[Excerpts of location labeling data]

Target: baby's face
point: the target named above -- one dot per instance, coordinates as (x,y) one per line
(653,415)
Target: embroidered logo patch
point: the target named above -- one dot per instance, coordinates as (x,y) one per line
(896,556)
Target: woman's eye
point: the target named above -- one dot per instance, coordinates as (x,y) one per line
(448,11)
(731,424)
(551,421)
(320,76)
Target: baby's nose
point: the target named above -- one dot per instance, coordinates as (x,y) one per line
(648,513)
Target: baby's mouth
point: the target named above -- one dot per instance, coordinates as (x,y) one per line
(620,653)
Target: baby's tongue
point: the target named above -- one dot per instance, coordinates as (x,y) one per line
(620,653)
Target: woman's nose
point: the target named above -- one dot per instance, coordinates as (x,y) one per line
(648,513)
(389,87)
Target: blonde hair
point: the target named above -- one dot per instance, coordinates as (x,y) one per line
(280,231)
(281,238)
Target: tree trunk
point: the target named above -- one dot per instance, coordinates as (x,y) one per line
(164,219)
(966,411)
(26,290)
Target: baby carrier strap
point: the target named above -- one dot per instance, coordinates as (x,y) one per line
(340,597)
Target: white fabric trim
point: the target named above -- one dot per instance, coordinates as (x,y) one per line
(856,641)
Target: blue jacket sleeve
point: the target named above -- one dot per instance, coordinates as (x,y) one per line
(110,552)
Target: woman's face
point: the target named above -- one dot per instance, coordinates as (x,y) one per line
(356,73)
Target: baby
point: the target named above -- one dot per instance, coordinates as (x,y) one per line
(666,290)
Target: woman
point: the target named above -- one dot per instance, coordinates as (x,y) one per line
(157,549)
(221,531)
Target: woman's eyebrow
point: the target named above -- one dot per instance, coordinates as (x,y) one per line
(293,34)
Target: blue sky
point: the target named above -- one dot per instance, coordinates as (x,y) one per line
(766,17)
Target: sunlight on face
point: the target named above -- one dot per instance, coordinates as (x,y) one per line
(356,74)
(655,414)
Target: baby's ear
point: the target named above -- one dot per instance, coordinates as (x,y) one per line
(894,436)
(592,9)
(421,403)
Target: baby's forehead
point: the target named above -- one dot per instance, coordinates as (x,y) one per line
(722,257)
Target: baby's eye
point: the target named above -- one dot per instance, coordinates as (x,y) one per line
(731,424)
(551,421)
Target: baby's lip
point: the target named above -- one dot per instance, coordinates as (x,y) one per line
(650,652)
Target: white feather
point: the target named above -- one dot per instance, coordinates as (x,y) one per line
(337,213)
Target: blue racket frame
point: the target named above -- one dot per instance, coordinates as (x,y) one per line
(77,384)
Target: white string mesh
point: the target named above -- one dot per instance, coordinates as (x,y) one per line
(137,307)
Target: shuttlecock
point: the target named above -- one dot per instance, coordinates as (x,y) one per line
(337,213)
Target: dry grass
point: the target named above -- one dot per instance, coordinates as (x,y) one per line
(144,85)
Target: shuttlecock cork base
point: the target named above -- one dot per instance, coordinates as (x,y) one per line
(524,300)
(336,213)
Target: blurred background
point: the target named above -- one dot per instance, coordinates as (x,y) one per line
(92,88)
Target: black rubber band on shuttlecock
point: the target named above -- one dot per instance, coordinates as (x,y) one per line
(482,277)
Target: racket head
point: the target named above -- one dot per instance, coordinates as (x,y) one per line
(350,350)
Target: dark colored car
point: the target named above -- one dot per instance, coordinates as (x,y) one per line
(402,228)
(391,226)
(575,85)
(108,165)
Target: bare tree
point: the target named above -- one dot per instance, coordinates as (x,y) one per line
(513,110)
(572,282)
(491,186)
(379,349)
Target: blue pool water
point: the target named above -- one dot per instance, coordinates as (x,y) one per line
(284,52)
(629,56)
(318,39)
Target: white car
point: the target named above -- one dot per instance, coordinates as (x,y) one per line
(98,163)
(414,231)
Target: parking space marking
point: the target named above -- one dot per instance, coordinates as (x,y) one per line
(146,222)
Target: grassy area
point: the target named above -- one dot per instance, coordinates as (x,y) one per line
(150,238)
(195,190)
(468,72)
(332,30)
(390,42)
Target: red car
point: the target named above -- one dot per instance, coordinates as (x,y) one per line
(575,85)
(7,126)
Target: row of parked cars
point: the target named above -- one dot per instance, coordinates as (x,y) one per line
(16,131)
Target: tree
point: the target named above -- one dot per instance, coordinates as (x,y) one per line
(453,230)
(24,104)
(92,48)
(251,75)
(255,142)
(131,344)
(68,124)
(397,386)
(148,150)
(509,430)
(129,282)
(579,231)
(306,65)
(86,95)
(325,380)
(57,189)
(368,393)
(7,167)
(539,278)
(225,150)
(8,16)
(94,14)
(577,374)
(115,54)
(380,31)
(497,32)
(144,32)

Task goal :: Copy out exactly the lines between the line with "Target: bare tree" and the last line of the entries, counting both of those lines.

Worked answer ::
Target: bare tree
point: the target named above -- one dot per instance, coordinates as (x,y) one per line
(513,110)
(572,282)
(491,186)
(379,349)
Target: blue pool water
point: the target named above -- one dot per instance, coordinates as (x,y) one per line
(284,52)
(629,56)
(318,39)
Target: white car
point: the target named above -- one dot per instance, coordinates as (x,y) one per line
(98,163)
(414,231)
Target: parking space marking
point: the target named above -- one dot per instance, coordinates as (x,y) one per line
(146,222)
Target: grassy area
point: the target named above -- one dot per instance, coordinates as (x,y) one per line
(150,238)
(195,190)
(468,72)
(332,30)
(390,42)
Target: red car
point: the target named above -- one dot per instance, coordinates as (x,y) one per line
(575,85)
(7,126)
Target: row of parked cars
point: the target named above -- one dot per instance, coordinates as (x,y) one per line
(16,131)
Target: tree
point: the target named above -- one dot per instance, coordinates as (x,y) one per line
(453,230)
(24,104)
(92,48)
(251,75)
(255,142)
(131,344)
(68,124)
(397,386)
(148,150)
(509,430)
(129,282)
(579,231)
(306,65)
(86,95)
(325,380)
(57,189)
(368,393)
(7,167)
(539,278)
(225,150)
(8,16)
(94,14)
(577,374)
(115,54)
(380,31)
(497,32)
(144,32)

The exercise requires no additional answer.